EXERCISE - Transcribe precisely those lines of the listing that fall between the line containing "Note: for every instance of the rear windshield" and the last line, inclusive of both.

RECORDS TO PROCESS -
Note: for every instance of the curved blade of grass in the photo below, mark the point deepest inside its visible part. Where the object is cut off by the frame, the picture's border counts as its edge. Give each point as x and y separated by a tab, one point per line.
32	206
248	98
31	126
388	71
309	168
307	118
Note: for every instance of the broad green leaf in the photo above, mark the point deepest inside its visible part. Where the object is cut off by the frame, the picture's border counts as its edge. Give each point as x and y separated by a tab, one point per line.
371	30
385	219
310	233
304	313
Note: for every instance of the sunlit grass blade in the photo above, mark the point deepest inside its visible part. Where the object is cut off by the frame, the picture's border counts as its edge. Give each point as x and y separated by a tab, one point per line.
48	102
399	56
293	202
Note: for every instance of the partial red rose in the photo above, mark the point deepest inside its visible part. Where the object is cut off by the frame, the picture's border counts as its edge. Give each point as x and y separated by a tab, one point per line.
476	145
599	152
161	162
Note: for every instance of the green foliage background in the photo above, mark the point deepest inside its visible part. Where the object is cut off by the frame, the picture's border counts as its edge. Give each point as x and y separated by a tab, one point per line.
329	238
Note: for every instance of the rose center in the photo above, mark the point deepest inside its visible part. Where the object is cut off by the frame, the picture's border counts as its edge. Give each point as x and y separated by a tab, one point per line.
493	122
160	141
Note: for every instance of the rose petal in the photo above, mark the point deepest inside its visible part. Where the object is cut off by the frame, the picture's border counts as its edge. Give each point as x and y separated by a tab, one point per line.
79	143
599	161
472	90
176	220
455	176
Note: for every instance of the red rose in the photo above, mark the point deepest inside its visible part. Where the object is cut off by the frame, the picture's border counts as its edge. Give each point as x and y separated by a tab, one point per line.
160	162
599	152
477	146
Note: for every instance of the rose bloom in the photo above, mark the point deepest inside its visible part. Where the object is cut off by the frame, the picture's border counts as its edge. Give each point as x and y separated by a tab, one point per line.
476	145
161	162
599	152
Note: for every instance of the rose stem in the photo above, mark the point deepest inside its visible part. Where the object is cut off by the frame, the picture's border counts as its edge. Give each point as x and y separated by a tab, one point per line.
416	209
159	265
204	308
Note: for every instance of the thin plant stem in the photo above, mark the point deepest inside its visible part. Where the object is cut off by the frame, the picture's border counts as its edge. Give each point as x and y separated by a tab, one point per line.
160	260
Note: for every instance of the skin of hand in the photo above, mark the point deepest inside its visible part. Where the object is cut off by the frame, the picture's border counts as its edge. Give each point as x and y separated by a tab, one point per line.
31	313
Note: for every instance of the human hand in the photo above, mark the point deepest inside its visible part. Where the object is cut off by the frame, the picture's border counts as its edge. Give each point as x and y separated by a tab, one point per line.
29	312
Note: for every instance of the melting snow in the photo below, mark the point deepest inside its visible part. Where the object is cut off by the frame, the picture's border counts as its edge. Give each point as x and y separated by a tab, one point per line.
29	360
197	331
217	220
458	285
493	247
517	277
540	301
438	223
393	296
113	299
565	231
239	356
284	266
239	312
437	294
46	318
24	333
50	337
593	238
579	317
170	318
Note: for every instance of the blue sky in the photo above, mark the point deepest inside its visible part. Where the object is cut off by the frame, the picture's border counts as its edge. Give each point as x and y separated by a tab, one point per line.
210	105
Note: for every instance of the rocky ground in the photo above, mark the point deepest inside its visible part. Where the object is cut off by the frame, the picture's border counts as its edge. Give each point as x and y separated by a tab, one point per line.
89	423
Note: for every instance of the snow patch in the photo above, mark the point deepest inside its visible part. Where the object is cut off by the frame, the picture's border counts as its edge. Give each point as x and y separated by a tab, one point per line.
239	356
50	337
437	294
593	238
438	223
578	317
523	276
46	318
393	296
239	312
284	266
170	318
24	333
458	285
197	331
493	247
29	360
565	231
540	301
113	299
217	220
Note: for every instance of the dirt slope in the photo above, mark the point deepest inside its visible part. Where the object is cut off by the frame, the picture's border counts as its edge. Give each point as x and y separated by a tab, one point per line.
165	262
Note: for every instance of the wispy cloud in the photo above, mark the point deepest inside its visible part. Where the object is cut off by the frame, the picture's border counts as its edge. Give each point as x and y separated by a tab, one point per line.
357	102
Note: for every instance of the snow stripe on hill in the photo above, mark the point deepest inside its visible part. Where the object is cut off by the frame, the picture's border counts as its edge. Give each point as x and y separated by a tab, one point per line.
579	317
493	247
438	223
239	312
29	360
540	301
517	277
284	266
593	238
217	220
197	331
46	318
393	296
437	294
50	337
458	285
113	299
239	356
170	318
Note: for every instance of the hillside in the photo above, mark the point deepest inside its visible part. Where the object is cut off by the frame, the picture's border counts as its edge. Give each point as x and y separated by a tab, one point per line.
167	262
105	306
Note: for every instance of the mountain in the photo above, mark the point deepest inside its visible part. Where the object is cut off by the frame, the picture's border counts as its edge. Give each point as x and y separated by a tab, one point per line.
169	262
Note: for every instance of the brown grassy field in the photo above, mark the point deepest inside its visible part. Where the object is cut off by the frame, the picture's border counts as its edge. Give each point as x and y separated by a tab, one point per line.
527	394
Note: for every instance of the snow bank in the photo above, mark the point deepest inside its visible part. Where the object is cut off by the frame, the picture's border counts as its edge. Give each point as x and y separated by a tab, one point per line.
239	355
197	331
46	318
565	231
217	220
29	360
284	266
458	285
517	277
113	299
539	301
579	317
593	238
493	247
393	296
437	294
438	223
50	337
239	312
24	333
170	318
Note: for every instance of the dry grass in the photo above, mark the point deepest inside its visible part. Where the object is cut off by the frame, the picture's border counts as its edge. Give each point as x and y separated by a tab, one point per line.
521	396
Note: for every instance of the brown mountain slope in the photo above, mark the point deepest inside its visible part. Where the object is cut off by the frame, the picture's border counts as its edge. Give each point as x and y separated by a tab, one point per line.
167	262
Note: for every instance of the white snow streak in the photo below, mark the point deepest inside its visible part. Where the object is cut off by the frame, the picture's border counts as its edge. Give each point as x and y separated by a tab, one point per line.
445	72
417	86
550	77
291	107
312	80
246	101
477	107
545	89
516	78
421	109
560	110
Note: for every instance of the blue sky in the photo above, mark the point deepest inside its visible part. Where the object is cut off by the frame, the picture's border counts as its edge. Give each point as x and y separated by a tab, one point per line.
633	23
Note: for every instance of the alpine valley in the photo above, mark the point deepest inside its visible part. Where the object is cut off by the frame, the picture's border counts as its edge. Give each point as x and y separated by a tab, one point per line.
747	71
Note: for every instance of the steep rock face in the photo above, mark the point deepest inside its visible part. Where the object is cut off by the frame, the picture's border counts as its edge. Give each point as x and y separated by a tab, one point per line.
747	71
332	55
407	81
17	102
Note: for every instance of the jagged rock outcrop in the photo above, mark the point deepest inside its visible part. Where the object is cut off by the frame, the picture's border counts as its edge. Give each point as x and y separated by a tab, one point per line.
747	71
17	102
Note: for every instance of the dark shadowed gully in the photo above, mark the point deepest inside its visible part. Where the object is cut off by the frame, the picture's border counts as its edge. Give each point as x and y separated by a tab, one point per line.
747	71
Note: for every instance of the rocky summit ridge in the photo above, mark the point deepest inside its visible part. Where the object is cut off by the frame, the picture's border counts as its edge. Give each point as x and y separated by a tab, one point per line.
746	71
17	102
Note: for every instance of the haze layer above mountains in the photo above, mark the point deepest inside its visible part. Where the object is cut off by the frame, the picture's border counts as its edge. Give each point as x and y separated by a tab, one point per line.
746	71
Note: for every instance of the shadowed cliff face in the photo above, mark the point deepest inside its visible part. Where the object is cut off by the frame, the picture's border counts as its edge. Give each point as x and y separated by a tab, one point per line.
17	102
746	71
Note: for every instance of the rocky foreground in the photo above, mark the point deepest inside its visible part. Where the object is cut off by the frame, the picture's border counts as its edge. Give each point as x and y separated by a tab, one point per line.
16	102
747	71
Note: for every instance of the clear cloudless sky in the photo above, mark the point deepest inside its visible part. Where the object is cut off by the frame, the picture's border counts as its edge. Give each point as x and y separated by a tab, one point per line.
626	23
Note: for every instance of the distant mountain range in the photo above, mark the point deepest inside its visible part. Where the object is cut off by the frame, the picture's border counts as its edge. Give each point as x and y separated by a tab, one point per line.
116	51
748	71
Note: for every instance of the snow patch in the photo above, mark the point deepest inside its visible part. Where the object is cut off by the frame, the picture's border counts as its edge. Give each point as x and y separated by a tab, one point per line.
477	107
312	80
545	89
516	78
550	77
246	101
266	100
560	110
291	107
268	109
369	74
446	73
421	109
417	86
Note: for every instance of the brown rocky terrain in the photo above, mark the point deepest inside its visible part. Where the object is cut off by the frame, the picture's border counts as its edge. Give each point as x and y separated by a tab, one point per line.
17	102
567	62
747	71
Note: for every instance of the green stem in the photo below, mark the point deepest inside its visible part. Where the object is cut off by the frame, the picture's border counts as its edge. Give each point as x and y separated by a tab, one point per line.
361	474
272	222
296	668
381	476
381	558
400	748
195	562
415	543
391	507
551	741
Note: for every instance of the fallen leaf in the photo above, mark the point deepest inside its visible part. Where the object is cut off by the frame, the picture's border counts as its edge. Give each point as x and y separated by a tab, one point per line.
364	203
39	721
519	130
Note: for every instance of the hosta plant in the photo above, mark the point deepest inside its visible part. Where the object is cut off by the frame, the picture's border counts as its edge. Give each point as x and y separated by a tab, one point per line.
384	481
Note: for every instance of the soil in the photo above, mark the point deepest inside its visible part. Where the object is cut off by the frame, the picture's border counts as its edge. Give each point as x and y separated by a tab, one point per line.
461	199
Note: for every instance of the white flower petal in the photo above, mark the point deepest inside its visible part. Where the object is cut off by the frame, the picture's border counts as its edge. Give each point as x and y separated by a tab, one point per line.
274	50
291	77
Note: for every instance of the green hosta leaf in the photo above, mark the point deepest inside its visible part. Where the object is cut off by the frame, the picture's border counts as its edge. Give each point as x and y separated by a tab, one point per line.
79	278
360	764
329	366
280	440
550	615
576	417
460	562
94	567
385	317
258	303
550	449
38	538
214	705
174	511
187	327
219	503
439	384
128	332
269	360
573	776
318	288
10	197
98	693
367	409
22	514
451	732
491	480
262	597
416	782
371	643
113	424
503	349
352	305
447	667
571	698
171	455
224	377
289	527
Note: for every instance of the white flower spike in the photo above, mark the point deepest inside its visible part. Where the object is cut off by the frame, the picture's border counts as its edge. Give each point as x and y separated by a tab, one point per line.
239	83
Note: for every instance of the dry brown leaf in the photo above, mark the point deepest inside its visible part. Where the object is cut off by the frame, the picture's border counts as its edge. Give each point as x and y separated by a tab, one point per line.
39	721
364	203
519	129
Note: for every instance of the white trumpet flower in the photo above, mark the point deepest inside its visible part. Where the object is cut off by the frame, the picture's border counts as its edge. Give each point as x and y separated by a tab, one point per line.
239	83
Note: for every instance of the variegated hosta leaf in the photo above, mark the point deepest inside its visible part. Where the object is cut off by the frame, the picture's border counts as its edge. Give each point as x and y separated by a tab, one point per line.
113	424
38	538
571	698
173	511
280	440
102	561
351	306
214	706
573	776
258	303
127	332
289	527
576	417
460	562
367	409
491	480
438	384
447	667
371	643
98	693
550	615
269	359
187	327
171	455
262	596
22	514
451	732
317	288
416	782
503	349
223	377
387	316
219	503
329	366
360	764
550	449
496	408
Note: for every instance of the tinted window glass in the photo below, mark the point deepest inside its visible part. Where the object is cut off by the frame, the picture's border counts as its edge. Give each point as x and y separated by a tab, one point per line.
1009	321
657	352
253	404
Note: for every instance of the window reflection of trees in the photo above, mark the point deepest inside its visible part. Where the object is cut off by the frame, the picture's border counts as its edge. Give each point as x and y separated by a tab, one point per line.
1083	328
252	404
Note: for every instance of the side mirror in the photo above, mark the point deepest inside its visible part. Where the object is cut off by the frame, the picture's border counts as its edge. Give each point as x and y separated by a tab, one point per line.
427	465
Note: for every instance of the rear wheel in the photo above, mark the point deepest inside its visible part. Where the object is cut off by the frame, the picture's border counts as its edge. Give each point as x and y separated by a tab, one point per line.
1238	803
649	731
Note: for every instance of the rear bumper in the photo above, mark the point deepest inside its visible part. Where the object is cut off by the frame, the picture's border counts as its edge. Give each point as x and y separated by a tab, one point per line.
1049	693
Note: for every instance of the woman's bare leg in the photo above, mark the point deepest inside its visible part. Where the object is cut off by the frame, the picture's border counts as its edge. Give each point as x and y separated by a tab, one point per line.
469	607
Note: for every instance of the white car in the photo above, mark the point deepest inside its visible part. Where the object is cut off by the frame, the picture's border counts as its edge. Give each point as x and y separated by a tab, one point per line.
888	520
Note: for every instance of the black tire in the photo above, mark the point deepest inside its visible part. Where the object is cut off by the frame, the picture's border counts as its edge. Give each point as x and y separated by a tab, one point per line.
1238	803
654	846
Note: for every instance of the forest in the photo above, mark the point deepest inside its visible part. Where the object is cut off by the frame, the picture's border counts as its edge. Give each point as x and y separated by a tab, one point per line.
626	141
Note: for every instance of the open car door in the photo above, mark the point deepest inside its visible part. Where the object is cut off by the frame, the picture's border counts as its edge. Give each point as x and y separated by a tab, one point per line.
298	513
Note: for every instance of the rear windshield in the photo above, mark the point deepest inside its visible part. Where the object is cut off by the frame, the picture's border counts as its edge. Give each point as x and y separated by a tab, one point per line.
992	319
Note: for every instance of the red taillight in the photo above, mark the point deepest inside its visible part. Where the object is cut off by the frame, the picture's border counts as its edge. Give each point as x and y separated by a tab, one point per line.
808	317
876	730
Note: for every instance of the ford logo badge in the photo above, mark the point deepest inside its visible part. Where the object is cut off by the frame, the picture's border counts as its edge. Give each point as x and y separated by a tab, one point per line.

FINAL RESULT -
Note: for every instance of the rear windshield in the photo above, mark the point deepest inside its visible part. Where the object is cut off by the frame, the picture's border counts as its edge. Give each point as x and y separated by a tab, one point per line.
992	319
Note: for every instance of the red taillight in the photo above, mark the point deepest inside its visible part. Where the object is cut off by the frame, the picture's border counts as its edge. Give each point as x and y separated by a tab, one point per line.
808	317
876	730
Note: for every instance of the ford logo badge in the photo above, mark the point deepest inside its visible part. Where the object is cut off by the frame, the picture's border counts as its edge. Give each point as x and y separated by a tab, one point per line.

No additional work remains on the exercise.